• [GIVEN PASSAGE]:
━━━━━━━━━━━━━━━━

Jon Gertner’s cover article in today’s New York Times
Magazine offers no surprises. It’s as
predictable as what you’ll read here.
Gertner reports on the movement for a “living wage” – a movement working
mostly at the local level, trying to persuade local governments to legislate
minimum wages well above the national minimum wage of $5.15 per hour.
Of course, Gertner mentions the famous (or infamous) 1995
study by David Card and Alan Krueger in which the authors claim to find
evidence that a hike in New Jersey’s minimum wage caused no fall in employment
and might even have caused employment to increase. Card and Krueger are quoted, each predictably insisting that their data
exposes the error in the standard economists’ analysis in which legislated
minimum wages increase unemployment among low-skilled workers.
Gertner makes no mention of the many critical responses to Card’s and
Krueger’s study. (He does quote critic
David Neumark – once – but only on the success of the political movement for
‘living-wages,’ not on the Card-Krueger study.) A good summary of the criticisms of Card-Krueger is this essay by
Donald Deere, Kevin Murphy, and Finis Welch. (I must also recommend this outstanding blog-post by my colleague Bryan Caplan, over at EconLog.)
Maybe Gertner can be forgiven, for Krueger told him that (in
Gertner’s words) “Some recent surveys of top academics show a significant
majority now agree that a modest raise in the minimum wage does little to harm
employment.” If a “significant majority”
of “top academics” accepts the Card-Krueger finding, why bother to talk with
the lunatic fringe who cling to the archaic superstition that higher minimum
wages cause greater unemployment?
But look more closely at what Krueger told Gertner – namely,
“top academics” (we’ll assume those to be economists and not sociologists and
experts on French literature) “agree that a modest raise in the minimum wage
does little harm to employment.”
It seems as if Krueger is saying that economists now agree
that “modest” increases in the minimum wage are justified, or at least not
harmful. That is certainly Gertner’s
reading of Krueger’s meaning.
But taken literally, the economist consensus that Krueger
reports is neither new nor inconsistent with the traditional understanding that
higher minimum wages reduce employment. This understanding has nothing to do with the extent of the effect that
higher minimum wages have on employment; it has to do with the direction of the
effect: higher minimum wages, lower rates of employment of un- and low-skilled
workers.

━━━━━━━━━━━━━━━━

(Region labeling items)
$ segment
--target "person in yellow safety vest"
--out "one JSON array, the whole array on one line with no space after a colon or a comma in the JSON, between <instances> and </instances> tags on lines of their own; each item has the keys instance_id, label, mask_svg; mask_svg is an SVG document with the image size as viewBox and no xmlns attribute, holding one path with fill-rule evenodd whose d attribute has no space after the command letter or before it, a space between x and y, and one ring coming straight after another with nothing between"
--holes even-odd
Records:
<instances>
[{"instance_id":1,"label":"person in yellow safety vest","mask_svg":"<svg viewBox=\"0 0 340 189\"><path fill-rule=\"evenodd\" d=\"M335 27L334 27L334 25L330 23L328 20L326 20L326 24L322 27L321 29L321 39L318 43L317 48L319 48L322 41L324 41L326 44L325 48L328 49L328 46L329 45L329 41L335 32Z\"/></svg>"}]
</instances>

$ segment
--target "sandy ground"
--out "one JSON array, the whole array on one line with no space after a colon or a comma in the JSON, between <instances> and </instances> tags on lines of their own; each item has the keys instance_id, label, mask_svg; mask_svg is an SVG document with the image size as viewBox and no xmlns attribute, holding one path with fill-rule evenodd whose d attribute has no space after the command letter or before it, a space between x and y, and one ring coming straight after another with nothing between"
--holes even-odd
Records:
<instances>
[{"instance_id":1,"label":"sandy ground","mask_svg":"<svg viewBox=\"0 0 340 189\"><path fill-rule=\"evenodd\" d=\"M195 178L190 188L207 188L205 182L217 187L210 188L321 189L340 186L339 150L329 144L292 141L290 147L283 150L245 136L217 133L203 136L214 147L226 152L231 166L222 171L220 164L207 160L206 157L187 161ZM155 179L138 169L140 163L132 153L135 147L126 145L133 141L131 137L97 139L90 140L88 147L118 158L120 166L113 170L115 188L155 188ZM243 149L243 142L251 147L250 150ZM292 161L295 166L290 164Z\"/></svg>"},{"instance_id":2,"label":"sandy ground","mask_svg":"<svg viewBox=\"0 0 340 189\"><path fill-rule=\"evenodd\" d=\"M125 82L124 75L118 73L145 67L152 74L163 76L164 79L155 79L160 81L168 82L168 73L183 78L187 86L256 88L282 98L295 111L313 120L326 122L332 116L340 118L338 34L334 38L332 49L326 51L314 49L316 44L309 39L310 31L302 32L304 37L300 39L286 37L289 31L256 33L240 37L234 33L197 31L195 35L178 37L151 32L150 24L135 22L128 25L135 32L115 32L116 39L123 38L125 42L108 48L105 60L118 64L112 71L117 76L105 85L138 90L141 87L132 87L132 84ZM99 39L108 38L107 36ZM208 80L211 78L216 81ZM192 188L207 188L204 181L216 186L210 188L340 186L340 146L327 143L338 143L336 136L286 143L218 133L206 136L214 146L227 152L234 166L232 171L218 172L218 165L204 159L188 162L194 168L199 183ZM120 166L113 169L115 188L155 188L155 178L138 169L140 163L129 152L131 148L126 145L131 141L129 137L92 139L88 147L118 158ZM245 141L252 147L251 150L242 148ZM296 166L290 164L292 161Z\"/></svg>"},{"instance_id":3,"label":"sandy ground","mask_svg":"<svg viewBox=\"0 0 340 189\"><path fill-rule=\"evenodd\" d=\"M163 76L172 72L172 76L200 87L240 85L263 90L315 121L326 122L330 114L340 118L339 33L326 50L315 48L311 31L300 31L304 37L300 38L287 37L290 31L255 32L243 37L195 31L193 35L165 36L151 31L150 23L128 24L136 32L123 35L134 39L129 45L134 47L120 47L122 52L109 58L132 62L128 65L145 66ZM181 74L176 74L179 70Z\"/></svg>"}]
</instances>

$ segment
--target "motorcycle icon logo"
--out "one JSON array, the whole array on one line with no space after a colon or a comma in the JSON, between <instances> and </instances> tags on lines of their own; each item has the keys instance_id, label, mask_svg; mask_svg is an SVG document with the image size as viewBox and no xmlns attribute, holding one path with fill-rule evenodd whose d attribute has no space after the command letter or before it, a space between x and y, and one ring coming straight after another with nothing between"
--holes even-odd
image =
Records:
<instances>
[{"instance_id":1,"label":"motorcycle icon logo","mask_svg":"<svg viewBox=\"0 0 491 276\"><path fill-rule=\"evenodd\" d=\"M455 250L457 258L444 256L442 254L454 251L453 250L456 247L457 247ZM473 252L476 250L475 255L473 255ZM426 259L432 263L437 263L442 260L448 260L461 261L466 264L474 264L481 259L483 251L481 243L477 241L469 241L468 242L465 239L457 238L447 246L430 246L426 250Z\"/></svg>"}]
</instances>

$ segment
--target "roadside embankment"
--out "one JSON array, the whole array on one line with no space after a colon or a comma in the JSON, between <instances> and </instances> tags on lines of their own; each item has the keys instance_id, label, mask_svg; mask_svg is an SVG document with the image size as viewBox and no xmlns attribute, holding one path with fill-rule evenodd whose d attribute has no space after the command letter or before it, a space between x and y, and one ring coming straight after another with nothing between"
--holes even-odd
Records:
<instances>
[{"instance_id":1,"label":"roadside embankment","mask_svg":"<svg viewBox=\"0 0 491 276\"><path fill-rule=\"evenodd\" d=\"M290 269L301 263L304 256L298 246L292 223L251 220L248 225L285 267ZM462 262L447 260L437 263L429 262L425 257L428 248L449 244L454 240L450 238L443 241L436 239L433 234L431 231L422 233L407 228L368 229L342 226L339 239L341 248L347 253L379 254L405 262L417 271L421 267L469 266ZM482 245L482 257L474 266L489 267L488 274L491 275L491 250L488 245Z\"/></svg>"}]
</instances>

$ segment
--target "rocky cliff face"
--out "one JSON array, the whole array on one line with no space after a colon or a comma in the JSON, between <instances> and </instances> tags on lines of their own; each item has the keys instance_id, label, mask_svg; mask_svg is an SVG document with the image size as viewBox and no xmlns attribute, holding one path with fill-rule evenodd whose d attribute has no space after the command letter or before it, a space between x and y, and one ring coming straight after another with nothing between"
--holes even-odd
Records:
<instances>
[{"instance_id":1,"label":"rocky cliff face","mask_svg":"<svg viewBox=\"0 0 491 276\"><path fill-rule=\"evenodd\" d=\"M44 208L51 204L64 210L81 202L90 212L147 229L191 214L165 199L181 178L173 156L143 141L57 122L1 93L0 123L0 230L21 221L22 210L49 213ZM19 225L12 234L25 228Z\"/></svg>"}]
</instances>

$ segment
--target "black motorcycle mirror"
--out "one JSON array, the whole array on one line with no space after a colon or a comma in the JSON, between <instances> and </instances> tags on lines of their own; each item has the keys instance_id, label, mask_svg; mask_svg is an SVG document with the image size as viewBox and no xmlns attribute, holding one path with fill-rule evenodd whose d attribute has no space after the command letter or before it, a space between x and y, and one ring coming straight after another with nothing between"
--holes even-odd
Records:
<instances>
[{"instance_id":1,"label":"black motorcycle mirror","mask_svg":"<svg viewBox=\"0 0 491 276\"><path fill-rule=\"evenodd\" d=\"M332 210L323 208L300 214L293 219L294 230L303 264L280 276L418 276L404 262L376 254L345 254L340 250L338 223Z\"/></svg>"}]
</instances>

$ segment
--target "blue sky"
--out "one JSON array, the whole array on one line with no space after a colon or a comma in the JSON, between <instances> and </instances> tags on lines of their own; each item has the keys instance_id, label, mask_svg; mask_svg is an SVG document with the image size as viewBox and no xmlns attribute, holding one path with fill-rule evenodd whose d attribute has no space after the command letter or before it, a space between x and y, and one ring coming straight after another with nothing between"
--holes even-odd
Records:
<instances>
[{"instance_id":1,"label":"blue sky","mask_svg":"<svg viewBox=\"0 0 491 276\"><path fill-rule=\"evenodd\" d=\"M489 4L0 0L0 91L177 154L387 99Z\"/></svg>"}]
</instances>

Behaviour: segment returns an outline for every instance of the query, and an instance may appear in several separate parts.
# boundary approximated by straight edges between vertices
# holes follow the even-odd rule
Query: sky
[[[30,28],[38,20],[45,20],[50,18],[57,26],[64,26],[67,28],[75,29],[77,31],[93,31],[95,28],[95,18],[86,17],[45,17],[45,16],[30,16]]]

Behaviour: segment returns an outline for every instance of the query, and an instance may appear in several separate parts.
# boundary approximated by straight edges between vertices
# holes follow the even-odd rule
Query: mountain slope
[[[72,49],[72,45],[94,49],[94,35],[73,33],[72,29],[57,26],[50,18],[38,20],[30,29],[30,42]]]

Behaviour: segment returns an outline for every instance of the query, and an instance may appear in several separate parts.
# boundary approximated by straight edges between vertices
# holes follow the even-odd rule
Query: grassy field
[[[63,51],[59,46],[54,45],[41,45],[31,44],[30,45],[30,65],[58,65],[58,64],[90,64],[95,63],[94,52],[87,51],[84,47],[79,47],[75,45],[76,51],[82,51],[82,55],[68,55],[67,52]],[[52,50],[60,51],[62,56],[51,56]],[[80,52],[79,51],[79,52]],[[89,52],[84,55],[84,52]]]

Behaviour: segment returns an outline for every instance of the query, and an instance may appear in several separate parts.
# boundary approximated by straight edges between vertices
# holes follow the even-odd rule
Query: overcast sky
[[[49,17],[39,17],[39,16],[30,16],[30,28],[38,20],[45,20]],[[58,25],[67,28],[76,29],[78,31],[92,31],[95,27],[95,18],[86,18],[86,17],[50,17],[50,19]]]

━━━━━━━━━━━━━━━━

• [EXERCISES TO COMPLETE]:
a. What national minimum wage does the minimum wage commentary state?
b. In the minimum wage commentary, rename "local governments" as "city councils" and give the stretch from "Gertner reports on" through "of $5.15 per hour.".
c. Please go on with the minimum wage commentary from the point where it stops.

• [ANSWERS IN ORDER]:
a. $5.15 per hour.

b.
Gertner reports on the movement for a “living wage” – a movement working
mostly at the local level, trying to persuade city councils to legislate
minimum wages well above the national minimum wage of $5.15 per hour.

c.
Because more than 95 percent of American workers have skills
sufficient to enable them to earn wages higher than the federal minimum, any “modest
raise in the minimum wage” is unlikely to have an effect on employment that is
more than modest.
But let’s assume that Krueger really means something more
substantive – namely, that economists have been wrong to assert that higher
legislated minimum wages increase unemployment – and that, therefore, the
economists’ case against the minimum wage is without merit. (Again, this meaning is the one that Gertner
takes from Krueger.)
Because there are margins other than pecuniary wage rates
upon which employers and employees can adjust, it’s possible that higher
legislated minimum wages don’t so much reduce employment as reduce the quality
of available employment. Most obviously,
employers of low-skilled workers can reduce (or not increase) fringe benefits,
or they can work their employees harder (thereby extracting more output per
hour from them).
If the brunt of employer and employee adjustments to higher minimum
wages take place on these non-wage-rate margins, even the finest empirical
studies will show little or no effect of higher minimum wages on the rate of
employment.
But it would still be a grotesque error to conclude that
low-skilled workers are generally better off as a consequence of the higher
minimum wage.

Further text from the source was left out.